┌─ GIVEN RECORDS
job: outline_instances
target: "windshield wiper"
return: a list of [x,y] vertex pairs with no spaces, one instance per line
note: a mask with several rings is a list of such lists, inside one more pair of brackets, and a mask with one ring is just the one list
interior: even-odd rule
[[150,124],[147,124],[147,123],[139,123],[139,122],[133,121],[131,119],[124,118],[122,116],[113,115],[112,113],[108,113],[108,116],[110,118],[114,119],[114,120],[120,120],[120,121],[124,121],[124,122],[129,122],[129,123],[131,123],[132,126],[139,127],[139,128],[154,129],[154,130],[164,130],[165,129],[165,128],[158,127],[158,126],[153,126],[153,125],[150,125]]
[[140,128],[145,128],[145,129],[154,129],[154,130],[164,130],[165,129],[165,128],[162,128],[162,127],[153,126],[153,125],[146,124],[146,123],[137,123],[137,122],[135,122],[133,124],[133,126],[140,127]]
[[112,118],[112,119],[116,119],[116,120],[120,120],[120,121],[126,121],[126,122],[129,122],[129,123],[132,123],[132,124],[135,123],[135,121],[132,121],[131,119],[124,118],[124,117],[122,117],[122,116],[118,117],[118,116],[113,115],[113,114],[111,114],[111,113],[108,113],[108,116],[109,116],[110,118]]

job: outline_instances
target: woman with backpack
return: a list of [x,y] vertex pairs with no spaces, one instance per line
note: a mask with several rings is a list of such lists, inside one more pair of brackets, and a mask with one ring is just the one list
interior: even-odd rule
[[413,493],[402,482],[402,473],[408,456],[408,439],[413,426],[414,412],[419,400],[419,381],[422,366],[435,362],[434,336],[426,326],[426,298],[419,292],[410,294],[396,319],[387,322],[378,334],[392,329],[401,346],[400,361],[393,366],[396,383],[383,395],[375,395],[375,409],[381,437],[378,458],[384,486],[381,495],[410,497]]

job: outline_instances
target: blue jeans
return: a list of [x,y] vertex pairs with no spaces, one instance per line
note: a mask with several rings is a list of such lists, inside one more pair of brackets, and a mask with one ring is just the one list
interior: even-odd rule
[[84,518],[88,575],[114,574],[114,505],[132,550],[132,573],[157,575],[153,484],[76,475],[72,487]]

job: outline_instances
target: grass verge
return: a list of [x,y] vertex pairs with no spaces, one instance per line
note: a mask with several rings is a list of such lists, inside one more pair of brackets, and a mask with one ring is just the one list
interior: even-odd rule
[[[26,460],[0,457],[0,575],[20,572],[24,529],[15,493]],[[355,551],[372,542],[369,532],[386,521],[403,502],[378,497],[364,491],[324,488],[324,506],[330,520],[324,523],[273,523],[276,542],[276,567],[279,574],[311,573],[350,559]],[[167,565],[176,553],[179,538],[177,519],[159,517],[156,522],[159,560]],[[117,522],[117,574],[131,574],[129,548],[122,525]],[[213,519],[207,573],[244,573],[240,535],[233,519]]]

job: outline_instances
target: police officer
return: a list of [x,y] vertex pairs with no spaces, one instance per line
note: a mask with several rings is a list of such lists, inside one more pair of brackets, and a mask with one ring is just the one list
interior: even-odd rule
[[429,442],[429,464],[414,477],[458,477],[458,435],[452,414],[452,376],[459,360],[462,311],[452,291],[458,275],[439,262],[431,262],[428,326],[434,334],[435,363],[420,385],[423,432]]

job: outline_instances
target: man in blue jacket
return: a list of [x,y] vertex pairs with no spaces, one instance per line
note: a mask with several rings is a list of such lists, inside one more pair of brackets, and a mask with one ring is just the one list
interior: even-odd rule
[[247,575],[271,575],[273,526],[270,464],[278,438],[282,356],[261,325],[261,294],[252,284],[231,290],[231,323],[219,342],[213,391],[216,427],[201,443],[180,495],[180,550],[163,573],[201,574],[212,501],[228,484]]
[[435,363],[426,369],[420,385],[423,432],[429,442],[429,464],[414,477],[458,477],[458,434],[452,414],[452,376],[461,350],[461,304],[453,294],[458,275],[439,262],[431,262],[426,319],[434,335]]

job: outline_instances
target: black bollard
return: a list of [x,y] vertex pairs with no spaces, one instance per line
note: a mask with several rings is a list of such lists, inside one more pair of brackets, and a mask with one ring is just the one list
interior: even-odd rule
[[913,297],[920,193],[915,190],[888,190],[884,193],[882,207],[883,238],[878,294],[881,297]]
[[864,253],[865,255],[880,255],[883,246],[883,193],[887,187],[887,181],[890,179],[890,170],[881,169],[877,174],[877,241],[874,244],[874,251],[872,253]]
└─
Go through the records above, find every line with the word "blue", and list those lines.

**ANSWER TO THE EXERCISE**.
target: blue jeans
target: man in blue jacket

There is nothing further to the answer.